*PROBLEMS AND TASKS*:
• A. In the work ethic passage, rewrite everything from "Jordan Peterson" down to "bank account. Why?", swapping "abundance" for "prosperity".
• B. Summarize the work ethic passage in two sentences.
• C. According to the work ethic passage, how much money did Musk invest to found SpaceX?

Work ethic
Elon Musk is a phenomenon. He founded SpaceX with a $100 million dollar investment from the funds he received when Paypal, the company he co-founded, was sold. He has been CEO of electric car maker Tesla since 2008. In 2006 Musk financed SolarCity.
Musk works grueling hours running SpaceX and Tesla simultaneously. He has chosen goals that are of tremendous value – releasing humanity from the limits of hydrocarbons and even Earth itself.
“For a while there I was just doing constant 100 hour weeks, and that’s definitely wearing.”
Elon Musk
But why?
“It is the 18-hour day work ethic that needs explaining, not the desire to escape it.”
Jordan Peterson
We live in an era of unprecedented abundance. Our technology has improved the ability to produce goods and services with far less human effort than ever before. Even so, some people like Musk will work from dusk until dawn no matter how many digits are in their bank account. Why?

*RAW DATA*:
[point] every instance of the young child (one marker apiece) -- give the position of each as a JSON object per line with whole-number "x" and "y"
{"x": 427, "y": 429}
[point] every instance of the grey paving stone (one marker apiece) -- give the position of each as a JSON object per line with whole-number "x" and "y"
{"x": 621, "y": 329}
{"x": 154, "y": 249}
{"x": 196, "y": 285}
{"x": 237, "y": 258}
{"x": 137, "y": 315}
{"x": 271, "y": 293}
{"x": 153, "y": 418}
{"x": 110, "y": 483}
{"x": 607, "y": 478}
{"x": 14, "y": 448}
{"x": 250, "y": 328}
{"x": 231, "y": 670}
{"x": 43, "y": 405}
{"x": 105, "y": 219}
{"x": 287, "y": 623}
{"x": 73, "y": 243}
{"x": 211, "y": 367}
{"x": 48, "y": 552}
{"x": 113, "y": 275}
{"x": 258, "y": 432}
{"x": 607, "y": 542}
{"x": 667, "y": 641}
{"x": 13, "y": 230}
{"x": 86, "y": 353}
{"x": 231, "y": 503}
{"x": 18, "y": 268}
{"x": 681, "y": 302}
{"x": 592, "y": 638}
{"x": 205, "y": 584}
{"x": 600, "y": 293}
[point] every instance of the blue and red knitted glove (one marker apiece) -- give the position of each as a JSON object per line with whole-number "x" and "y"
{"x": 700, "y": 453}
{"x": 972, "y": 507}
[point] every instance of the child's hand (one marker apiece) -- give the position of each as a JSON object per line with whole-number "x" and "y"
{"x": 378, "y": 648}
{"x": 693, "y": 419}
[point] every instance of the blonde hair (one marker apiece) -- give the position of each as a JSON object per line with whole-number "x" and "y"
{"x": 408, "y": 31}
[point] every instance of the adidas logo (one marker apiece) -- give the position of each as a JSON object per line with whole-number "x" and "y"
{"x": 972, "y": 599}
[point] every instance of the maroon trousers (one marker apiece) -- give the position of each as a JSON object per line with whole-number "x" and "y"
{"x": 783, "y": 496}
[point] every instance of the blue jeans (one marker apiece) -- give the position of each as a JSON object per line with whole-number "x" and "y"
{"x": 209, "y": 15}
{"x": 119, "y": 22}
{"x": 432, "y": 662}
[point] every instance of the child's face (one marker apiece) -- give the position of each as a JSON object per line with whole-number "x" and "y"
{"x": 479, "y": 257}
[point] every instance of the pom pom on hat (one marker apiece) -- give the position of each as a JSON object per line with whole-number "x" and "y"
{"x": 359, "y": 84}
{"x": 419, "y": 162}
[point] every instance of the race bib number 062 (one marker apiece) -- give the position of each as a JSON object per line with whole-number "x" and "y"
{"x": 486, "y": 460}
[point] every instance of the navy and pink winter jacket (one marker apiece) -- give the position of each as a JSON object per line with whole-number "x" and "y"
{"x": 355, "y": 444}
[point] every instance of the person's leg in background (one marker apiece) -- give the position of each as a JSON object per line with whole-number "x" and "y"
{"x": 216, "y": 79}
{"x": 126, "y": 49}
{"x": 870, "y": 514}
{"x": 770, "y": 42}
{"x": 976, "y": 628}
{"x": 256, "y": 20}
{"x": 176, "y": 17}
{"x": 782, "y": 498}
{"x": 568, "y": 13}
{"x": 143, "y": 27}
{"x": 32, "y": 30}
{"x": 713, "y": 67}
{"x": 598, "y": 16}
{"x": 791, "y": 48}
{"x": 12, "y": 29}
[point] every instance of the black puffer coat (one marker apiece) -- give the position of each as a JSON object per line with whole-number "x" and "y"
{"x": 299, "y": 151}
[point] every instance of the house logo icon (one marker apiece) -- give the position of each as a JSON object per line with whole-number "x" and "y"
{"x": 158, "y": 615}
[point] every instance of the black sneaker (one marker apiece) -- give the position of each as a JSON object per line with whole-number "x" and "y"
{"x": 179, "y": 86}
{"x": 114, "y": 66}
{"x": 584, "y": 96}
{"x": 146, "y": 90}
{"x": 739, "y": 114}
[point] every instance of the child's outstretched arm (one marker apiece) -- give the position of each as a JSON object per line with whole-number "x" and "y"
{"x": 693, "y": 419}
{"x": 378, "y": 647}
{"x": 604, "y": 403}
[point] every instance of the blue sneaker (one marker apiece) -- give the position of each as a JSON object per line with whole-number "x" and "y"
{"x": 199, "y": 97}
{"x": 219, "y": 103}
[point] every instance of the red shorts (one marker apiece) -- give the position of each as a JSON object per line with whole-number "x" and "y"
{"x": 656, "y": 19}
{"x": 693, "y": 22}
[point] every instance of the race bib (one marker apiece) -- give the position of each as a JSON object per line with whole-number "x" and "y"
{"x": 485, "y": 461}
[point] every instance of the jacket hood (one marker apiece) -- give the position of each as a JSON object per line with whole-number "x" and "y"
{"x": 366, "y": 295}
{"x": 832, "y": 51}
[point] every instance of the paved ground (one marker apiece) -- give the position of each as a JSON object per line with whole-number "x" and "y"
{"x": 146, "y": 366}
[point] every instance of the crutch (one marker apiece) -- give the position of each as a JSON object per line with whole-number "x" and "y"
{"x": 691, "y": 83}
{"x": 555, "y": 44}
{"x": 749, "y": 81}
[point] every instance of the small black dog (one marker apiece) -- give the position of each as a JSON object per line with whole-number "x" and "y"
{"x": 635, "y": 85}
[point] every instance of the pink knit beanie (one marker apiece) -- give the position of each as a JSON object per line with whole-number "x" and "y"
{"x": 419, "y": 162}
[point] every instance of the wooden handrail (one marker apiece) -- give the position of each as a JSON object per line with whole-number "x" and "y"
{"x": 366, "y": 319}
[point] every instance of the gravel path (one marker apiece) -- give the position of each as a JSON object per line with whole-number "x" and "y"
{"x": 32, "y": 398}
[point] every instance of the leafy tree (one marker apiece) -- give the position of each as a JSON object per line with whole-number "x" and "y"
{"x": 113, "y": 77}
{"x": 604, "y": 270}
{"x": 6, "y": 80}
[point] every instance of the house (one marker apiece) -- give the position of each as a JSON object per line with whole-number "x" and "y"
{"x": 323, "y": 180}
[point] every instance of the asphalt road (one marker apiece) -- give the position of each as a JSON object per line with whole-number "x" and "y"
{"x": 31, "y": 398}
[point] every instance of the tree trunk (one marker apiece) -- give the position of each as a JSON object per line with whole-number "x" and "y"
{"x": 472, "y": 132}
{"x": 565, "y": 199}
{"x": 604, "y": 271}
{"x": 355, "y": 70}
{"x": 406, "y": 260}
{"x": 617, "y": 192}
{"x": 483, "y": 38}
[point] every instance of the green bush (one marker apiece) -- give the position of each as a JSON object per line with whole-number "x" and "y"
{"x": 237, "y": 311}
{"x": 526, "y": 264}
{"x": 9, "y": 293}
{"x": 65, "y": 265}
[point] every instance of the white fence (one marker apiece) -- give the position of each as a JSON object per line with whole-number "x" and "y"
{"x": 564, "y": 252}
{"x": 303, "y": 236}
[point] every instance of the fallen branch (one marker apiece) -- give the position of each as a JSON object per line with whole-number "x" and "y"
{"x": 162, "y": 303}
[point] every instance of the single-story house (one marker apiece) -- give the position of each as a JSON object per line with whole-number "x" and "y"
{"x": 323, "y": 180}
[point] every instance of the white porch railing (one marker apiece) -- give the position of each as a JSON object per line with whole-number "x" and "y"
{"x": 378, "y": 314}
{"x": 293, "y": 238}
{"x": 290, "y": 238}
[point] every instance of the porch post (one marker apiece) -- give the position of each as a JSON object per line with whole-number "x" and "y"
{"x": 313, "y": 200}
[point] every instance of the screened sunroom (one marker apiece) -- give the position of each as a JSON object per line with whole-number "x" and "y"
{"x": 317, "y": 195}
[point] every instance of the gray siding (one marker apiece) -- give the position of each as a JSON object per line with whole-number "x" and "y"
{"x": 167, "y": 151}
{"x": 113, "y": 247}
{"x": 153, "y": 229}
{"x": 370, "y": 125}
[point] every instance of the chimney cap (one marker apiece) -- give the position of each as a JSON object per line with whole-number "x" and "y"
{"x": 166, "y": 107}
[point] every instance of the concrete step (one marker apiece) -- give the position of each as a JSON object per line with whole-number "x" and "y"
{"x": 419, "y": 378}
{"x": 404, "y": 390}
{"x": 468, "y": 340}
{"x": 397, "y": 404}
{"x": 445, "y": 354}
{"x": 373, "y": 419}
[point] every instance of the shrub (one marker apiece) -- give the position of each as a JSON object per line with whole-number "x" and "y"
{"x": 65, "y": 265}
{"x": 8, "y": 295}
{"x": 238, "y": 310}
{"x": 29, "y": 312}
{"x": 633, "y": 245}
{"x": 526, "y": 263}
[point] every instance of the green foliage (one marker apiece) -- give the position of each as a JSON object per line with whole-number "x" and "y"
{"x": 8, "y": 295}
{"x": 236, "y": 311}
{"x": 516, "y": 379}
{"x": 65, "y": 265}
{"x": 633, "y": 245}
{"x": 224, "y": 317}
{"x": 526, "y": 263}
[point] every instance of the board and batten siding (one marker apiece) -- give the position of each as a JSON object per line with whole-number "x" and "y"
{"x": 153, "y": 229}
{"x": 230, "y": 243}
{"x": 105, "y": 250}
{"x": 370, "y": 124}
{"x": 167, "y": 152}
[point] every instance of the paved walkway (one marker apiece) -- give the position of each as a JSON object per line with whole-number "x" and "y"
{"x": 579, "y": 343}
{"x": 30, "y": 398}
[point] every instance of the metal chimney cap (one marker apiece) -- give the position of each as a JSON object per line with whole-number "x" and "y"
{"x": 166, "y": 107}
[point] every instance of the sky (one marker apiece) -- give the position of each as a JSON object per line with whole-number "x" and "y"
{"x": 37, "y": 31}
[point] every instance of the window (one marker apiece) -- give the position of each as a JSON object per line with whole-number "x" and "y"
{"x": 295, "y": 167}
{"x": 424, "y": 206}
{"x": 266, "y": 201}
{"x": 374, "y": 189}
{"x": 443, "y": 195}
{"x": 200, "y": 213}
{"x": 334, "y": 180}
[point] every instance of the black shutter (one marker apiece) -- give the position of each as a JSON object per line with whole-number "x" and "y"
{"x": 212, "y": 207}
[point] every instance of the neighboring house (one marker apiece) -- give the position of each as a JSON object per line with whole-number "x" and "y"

*RESPONSES*:
• A.
Jordan Peterson
We live in an era of unprecedented prosperity. Our technology has improved the ability to produce goods and services with far less human effort than ever before. Even so, some people like Musk will work from dusk until dawn no matter how many digits are in their bank account. Why?

• B. Elon Musk founded SpaceX, has been CEO of Tesla since 2008, and financed SolarCity, and he works grueling hours toward goals such as releasing humanity from the limits of hydrocarbons and even Earth. In an era of unprecedented abundance, the passage asks why people like Musk keep working so hard no matter how wealthy they are, citing Jordan Peterson's view that it is the 18-hour day work ethic that needs explaining.

• C. $100 million